■ Task directions
Examine the listing below and state how many of its lines contain the word "woman". Write only the number.

○ ○ ○ ○

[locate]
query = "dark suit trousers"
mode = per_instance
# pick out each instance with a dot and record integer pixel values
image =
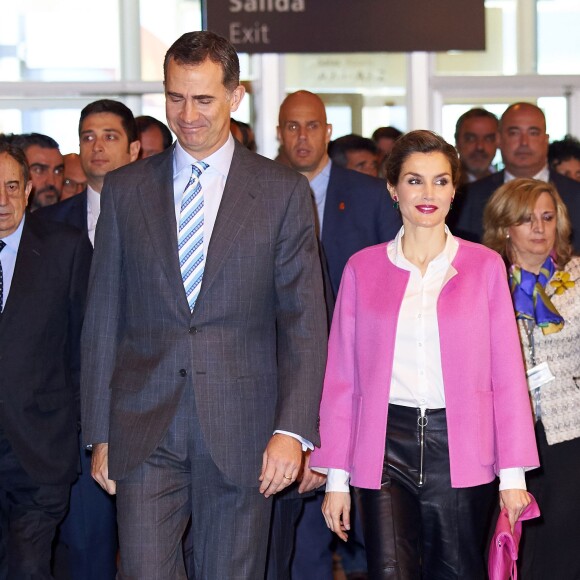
(87, 542)
(29, 515)
(229, 523)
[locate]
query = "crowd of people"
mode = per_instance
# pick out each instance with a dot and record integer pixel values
(218, 366)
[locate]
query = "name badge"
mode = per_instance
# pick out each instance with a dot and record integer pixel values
(539, 376)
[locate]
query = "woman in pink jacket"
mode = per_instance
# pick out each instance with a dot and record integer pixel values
(425, 398)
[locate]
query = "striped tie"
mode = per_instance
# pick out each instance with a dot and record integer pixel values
(190, 235)
(2, 244)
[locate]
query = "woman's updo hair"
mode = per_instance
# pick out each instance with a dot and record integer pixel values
(420, 141)
(510, 205)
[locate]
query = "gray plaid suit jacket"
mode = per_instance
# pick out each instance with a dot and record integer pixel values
(254, 349)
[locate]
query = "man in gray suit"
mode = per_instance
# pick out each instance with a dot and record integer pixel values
(203, 355)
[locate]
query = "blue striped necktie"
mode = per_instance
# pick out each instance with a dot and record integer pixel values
(190, 235)
(2, 244)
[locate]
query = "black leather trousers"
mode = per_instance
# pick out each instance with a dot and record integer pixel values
(417, 527)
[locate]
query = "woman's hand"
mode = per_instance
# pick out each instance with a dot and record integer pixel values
(336, 511)
(515, 501)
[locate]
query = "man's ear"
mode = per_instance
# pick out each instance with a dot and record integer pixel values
(328, 132)
(134, 149)
(27, 190)
(236, 97)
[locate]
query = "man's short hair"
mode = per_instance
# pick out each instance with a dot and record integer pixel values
(559, 151)
(145, 122)
(194, 48)
(18, 155)
(26, 140)
(475, 113)
(116, 108)
(386, 133)
(338, 149)
(520, 104)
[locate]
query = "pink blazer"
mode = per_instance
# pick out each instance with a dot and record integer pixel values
(490, 425)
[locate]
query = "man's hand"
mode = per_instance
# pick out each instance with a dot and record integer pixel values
(336, 512)
(280, 463)
(310, 479)
(100, 468)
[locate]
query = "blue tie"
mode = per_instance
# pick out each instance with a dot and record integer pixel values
(2, 244)
(190, 235)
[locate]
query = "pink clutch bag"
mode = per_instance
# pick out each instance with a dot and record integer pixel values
(503, 551)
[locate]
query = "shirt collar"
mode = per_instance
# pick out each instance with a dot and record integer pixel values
(12, 241)
(443, 260)
(319, 183)
(93, 200)
(542, 175)
(219, 160)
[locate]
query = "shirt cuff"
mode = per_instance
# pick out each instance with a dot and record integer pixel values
(338, 480)
(306, 445)
(512, 478)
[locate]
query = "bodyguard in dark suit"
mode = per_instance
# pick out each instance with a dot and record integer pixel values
(353, 212)
(108, 140)
(43, 277)
(524, 148)
(203, 355)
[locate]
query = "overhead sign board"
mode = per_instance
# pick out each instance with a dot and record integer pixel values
(348, 25)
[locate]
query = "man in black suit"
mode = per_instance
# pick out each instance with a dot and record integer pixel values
(205, 338)
(353, 211)
(108, 140)
(43, 277)
(523, 142)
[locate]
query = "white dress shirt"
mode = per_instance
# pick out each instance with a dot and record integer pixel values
(93, 212)
(417, 377)
(319, 186)
(8, 259)
(213, 182)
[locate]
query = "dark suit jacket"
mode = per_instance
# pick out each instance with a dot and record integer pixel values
(254, 349)
(469, 223)
(71, 211)
(39, 360)
(357, 213)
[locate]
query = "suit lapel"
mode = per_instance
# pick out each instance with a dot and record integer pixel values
(238, 201)
(156, 196)
(28, 266)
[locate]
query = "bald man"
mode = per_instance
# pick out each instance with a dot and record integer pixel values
(353, 211)
(523, 142)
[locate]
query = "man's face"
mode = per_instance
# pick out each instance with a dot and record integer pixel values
(198, 106)
(46, 172)
(104, 146)
(75, 179)
(523, 141)
(362, 161)
(477, 144)
(14, 194)
(304, 133)
(151, 142)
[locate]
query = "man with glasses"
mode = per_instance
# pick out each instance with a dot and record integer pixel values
(46, 168)
(75, 179)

○ ○ ○ ○

■ Result
3